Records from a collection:

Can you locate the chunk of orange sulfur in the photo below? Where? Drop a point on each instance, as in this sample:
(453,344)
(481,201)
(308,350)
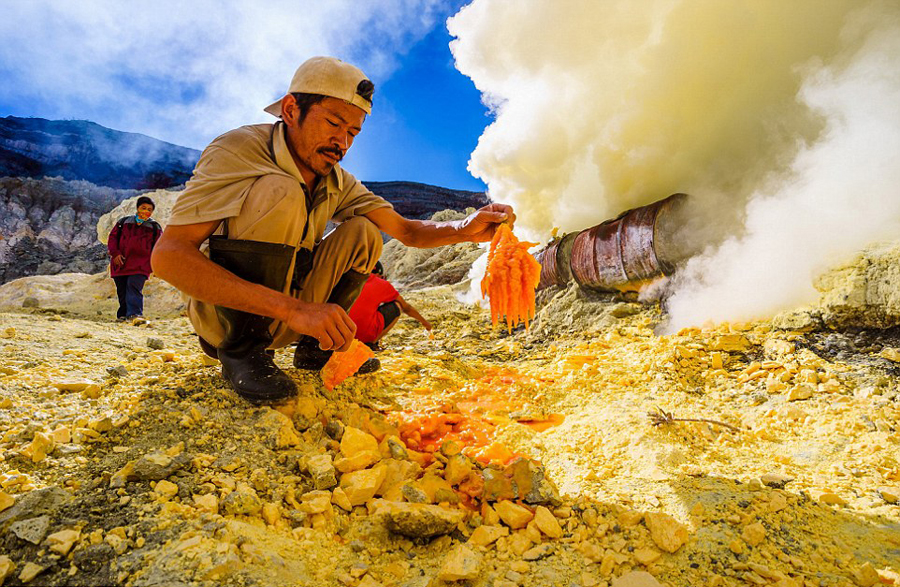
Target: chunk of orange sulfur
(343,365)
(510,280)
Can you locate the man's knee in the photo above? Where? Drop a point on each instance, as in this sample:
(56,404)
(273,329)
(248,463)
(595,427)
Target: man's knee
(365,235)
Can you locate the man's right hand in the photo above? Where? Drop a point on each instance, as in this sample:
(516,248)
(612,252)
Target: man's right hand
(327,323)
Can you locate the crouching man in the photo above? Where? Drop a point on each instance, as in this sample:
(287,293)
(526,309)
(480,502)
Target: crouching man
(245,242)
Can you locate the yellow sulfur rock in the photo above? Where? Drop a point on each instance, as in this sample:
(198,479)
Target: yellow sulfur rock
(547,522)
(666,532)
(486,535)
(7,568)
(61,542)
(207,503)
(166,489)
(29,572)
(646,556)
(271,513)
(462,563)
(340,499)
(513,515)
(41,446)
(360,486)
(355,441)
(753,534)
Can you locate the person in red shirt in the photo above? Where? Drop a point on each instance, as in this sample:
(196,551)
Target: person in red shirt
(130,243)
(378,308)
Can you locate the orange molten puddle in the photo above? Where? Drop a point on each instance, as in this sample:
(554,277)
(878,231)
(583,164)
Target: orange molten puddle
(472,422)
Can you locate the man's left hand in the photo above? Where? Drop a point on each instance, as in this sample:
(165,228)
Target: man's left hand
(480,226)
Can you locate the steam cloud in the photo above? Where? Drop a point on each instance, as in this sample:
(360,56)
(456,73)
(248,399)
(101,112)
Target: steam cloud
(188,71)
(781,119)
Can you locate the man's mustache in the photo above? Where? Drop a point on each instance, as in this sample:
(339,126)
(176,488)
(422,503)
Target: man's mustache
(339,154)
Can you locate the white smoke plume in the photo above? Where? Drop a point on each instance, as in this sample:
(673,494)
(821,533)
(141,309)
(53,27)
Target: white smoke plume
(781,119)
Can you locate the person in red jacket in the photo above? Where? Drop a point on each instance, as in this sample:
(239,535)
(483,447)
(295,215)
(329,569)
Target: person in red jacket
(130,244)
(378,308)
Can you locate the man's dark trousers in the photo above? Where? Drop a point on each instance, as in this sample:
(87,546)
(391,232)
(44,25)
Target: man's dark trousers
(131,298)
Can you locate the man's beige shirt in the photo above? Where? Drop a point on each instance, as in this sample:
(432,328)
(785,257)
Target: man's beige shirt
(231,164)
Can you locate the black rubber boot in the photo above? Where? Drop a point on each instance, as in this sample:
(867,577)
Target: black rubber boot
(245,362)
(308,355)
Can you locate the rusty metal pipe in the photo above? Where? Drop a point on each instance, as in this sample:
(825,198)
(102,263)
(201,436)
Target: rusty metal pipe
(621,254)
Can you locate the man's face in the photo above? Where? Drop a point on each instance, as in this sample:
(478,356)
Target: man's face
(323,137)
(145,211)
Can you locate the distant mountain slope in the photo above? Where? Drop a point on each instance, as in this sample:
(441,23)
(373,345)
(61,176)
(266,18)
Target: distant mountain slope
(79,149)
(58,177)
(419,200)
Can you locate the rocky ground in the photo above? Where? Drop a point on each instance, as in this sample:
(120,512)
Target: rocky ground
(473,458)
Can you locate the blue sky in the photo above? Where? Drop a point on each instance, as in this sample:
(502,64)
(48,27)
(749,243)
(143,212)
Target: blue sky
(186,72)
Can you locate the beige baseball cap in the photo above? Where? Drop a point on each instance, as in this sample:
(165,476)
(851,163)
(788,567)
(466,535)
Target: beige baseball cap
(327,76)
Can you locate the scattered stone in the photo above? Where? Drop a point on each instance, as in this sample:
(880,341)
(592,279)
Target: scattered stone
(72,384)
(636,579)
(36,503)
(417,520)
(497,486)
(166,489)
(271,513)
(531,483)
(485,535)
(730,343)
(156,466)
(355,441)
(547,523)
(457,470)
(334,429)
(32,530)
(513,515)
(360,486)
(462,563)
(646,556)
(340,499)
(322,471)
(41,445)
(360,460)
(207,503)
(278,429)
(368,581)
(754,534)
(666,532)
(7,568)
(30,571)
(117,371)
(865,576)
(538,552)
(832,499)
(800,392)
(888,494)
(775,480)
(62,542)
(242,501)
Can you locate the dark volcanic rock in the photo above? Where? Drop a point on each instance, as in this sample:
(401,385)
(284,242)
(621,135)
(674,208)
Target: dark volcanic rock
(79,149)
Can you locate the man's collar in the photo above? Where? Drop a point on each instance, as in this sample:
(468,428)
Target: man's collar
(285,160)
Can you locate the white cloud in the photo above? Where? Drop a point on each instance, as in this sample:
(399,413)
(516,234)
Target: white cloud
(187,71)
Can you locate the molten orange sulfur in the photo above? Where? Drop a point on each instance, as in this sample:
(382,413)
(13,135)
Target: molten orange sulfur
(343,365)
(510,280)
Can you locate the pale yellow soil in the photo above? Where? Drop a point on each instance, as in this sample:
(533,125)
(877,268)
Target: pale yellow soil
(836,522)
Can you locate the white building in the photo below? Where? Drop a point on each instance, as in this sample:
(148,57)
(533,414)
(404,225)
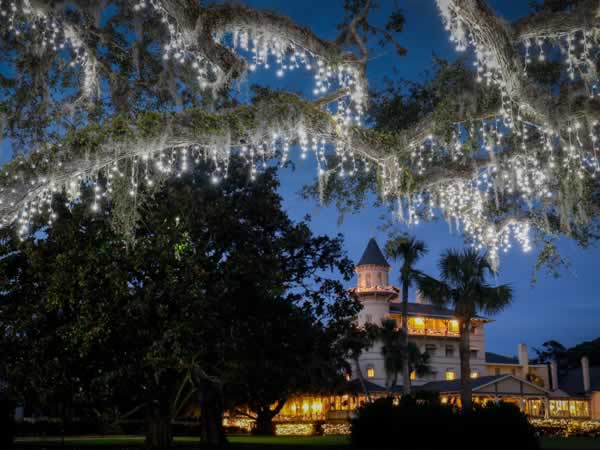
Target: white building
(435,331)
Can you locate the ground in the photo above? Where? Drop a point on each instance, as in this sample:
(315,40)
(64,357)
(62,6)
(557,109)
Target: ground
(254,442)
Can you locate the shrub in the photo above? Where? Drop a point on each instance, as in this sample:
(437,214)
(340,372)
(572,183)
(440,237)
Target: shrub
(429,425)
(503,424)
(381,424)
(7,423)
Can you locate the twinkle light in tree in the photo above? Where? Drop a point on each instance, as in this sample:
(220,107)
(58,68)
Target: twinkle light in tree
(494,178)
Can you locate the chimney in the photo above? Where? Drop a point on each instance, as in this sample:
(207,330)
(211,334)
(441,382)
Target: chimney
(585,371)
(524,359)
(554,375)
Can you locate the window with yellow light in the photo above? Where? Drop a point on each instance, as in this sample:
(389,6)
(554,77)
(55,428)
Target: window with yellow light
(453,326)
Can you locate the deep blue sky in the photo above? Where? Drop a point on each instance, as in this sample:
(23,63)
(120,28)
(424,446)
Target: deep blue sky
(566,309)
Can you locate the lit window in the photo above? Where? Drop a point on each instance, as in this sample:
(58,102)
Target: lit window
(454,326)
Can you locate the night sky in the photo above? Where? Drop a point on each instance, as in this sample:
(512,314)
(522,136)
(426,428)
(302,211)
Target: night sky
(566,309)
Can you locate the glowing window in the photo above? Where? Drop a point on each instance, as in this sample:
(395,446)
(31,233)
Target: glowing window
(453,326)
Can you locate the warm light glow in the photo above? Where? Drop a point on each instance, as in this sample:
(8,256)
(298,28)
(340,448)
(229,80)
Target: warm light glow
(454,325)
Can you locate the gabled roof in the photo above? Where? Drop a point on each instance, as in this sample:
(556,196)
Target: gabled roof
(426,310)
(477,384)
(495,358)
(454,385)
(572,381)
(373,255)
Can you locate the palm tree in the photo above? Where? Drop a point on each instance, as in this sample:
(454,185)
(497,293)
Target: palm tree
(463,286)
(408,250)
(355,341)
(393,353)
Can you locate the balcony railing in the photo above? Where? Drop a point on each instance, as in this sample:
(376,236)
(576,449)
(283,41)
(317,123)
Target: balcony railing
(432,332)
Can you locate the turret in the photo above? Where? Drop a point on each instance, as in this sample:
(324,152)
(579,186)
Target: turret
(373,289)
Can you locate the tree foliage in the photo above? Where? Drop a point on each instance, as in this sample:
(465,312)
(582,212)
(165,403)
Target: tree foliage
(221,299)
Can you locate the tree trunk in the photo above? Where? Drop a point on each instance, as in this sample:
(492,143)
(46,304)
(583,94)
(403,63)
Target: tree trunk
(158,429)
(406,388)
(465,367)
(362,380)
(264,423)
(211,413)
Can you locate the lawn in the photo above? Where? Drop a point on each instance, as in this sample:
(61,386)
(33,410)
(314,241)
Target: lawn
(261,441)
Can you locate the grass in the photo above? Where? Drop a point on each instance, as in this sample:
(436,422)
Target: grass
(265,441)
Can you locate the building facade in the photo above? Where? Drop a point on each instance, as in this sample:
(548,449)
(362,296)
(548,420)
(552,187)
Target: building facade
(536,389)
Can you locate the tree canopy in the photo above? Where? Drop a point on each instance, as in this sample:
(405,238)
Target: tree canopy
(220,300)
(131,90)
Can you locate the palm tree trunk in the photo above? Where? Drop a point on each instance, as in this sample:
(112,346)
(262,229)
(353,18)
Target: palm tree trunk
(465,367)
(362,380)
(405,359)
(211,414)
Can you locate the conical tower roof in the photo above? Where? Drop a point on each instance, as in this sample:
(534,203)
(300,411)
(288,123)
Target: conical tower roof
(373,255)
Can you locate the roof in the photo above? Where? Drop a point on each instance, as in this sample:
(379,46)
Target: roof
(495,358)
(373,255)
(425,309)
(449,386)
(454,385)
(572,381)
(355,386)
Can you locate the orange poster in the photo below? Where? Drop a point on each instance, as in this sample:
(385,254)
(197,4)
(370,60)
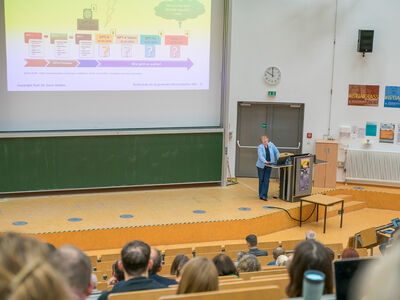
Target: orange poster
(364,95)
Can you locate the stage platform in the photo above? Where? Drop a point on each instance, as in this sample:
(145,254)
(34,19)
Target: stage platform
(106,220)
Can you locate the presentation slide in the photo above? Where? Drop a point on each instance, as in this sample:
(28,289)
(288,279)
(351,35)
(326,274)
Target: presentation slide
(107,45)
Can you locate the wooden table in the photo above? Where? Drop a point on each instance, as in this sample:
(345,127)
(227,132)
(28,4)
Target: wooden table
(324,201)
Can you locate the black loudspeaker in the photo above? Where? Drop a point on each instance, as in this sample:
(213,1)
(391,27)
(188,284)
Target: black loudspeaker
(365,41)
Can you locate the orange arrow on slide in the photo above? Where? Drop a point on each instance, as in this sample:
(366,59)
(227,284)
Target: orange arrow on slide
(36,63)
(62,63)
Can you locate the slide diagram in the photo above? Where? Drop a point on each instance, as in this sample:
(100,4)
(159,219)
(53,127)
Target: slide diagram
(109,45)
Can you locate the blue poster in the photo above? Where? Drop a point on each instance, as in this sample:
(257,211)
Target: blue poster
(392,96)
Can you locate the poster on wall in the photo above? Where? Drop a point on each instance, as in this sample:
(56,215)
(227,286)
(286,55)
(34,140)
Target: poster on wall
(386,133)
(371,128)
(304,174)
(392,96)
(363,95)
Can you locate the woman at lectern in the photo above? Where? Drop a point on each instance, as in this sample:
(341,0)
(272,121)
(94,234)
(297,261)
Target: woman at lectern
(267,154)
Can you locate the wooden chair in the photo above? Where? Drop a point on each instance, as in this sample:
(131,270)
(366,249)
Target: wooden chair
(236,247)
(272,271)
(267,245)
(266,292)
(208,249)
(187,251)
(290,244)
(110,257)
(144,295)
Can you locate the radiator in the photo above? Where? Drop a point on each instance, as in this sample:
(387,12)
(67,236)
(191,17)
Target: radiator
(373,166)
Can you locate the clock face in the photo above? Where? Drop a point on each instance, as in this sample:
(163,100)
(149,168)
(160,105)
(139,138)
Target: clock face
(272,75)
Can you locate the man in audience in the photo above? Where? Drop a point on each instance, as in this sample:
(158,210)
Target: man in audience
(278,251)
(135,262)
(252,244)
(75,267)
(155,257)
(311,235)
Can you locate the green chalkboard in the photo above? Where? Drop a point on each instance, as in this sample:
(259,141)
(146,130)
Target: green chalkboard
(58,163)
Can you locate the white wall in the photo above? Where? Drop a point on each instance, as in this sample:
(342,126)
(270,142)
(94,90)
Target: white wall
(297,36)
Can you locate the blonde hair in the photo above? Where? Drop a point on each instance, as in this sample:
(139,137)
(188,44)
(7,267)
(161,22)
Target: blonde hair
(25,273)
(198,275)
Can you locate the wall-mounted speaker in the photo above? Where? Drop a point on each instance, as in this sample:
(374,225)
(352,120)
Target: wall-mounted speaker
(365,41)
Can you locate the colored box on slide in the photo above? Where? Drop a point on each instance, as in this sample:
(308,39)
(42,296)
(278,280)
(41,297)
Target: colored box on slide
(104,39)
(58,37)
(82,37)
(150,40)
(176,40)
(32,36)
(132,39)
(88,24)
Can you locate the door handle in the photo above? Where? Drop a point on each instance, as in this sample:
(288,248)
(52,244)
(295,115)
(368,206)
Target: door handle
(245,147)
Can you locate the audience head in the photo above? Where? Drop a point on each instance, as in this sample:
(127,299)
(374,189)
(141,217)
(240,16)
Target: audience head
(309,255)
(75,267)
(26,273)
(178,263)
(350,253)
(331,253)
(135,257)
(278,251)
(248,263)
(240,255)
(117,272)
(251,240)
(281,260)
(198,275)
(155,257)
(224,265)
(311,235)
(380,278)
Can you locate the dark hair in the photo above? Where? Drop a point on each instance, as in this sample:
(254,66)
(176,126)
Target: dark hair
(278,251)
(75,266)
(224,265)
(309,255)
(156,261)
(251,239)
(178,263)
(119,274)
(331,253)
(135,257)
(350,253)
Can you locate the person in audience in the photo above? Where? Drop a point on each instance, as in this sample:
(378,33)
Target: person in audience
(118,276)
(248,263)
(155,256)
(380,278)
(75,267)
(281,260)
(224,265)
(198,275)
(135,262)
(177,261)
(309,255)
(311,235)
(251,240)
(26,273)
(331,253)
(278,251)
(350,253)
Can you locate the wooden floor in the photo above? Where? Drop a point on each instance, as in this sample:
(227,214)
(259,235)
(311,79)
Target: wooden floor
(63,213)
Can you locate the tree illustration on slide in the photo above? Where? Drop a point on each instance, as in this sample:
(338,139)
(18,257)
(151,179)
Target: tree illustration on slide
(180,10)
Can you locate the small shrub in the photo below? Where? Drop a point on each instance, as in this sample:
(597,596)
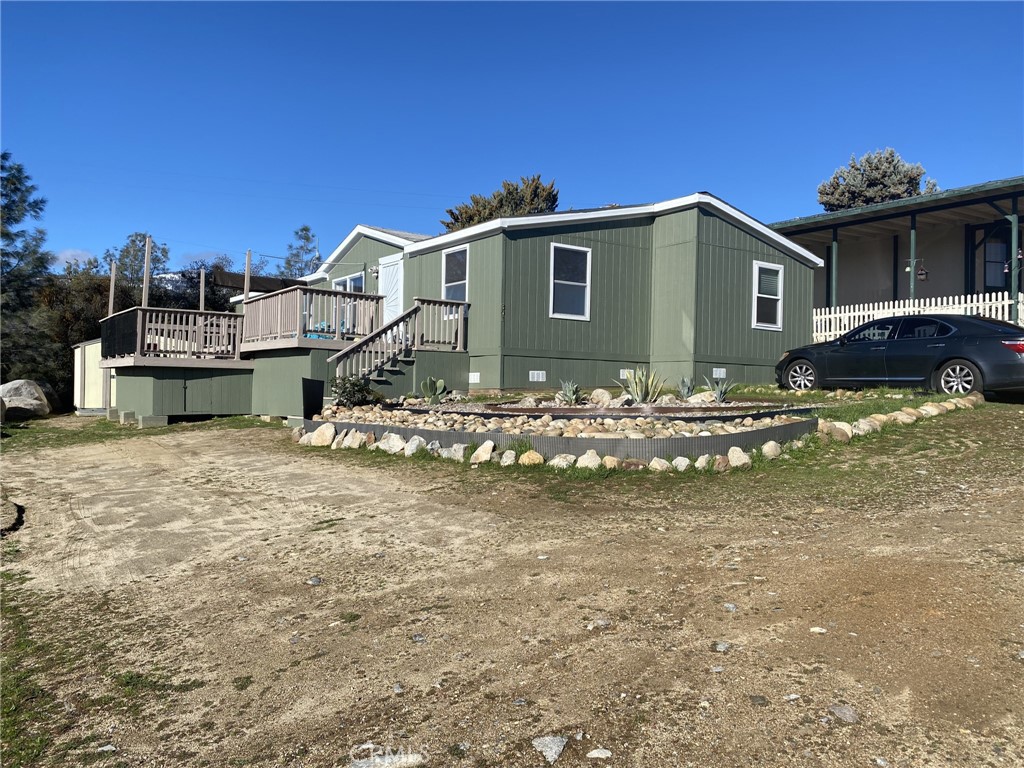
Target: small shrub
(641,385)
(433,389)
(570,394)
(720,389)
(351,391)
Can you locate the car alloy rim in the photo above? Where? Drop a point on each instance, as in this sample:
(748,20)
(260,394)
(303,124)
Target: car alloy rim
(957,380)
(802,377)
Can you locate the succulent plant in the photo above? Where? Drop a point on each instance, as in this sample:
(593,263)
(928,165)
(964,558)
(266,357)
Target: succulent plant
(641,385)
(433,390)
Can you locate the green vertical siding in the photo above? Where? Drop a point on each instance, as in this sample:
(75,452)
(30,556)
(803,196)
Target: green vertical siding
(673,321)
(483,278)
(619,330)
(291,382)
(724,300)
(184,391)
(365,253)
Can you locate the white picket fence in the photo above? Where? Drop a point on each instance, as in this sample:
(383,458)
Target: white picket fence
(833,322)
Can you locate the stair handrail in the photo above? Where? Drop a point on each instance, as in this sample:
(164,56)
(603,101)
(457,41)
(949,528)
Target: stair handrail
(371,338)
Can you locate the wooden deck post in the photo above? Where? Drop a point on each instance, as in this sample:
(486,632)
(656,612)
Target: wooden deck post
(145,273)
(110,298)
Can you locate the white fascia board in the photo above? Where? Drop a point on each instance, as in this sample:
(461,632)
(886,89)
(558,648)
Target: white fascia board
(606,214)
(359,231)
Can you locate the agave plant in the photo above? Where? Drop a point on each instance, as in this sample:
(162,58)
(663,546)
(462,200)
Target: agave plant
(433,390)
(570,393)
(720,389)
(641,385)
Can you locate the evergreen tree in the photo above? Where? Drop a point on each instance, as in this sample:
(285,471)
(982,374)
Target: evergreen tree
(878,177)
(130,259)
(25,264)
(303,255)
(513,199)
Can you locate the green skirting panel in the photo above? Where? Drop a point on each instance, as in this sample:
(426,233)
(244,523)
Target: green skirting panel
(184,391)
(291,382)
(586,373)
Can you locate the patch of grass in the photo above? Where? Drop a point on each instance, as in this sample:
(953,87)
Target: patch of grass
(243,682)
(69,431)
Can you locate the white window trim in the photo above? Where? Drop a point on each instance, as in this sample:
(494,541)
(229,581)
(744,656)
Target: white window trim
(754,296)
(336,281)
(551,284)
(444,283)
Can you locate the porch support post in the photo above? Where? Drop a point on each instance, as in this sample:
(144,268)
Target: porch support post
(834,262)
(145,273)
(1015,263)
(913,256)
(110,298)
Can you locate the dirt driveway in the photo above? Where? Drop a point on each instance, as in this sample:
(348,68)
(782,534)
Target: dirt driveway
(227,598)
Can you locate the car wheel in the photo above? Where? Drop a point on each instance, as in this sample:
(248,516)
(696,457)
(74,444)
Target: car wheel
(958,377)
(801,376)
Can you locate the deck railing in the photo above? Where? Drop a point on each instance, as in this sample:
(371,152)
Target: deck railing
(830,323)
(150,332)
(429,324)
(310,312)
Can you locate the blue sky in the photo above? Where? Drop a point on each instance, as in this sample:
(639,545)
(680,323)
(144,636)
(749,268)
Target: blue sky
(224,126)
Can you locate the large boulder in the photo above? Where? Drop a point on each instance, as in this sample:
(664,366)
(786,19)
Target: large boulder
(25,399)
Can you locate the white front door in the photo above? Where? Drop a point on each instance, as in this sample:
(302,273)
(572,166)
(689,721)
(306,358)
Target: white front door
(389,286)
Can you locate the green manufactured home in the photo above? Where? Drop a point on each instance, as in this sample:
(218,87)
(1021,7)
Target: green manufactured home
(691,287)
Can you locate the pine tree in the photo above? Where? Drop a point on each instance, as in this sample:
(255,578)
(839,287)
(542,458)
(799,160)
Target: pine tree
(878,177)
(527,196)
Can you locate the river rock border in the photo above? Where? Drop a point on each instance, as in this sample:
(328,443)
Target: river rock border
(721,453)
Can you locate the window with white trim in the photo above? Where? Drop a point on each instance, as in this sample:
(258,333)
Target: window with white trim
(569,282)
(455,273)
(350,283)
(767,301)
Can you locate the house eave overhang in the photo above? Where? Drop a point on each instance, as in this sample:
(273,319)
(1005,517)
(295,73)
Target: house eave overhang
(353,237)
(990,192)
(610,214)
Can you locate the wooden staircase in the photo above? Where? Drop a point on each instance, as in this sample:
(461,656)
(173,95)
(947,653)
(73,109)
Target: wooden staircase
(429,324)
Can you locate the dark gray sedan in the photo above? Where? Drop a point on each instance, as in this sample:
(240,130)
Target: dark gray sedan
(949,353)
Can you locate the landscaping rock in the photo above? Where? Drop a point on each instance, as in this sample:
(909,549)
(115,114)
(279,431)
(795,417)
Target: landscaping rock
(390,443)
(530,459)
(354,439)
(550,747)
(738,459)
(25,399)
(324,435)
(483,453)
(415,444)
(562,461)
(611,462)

REQUIRED WORK = Look above for the line containing "Can you locate the wooden staircase", then transcribe it and all lines after it through the last, exactly and with nothing else.

TASK ANSWER =
Can you locate the wooden staircase in the photo above? Where? Drop a point on each instance, as in this sample:
(461,656)
(173,95)
(947,653)
(73,109)
Target: wooden staircase
(429,324)
Can you locate the dark gray sedan in the photo above? Where? Drop a point on each instance, as in this sample:
(240,130)
Target: dark gray sedan
(949,353)
Can you locate the landscaping rock in the photo above? Where? Drop a point on each instance, as in this sample:
(909,549)
(115,114)
(279,431)
(795,417)
Target: landscaping rock
(390,443)
(530,459)
(354,439)
(550,747)
(738,459)
(25,399)
(324,435)
(483,453)
(415,444)
(562,461)
(611,462)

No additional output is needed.